Source data
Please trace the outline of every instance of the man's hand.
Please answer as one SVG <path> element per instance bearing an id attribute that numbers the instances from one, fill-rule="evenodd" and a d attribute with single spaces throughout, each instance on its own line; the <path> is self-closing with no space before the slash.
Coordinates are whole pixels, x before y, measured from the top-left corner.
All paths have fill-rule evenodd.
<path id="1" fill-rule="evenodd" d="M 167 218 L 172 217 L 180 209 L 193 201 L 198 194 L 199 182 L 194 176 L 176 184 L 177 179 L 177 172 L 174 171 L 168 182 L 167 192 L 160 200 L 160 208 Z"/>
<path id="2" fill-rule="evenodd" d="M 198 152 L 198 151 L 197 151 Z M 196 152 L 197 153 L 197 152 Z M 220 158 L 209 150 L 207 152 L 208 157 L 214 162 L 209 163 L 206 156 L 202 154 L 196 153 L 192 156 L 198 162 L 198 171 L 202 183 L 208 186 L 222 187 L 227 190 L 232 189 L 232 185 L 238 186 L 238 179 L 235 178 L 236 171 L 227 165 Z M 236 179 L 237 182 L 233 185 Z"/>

:: What the task asks ::
Format the records as a two-column CSV with the header `request,answer`. Give one row per request, with its text and its answer each in a single quoted field and line breaks replaced by spaces.

:: Final result ::
request,answer
"Please trace the outline of every instance of the man's hand. Please answer as one SVG <path> element per instance bearing an id attribute that numbers the instances from one, fill-rule=""evenodd"" and a d attribute with single spaces throughout, each instance on its own line; the <path> is self-closing with no space before the slash. Coordinates are whole pixels, x before y, measured from the top-left corner. All paths have fill-rule evenodd.","<path id=""1"" fill-rule=""evenodd"" d=""M 167 218 L 172 217 L 180 209 L 193 201 L 198 194 L 199 182 L 194 176 L 176 184 L 177 179 L 177 172 L 174 171 L 168 182 L 167 192 L 160 200 L 160 208 Z""/> <path id=""2"" fill-rule=""evenodd"" d=""M 198 152 L 198 151 L 197 151 Z M 196 152 L 197 153 L 197 152 Z M 220 158 L 209 150 L 207 152 L 208 157 L 214 162 L 209 163 L 206 156 L 202 154 L 196 153 L 192 156 L 198 162 L 198 171 L 202 183 L 208 186 L 222 187 L 227 190 L 232 189 L 232 185 L 238 186 L 238 179 L 235 178 L 236 171 L 227 165 Z M 236 179 L 237 182 L 233 185 Z""/>"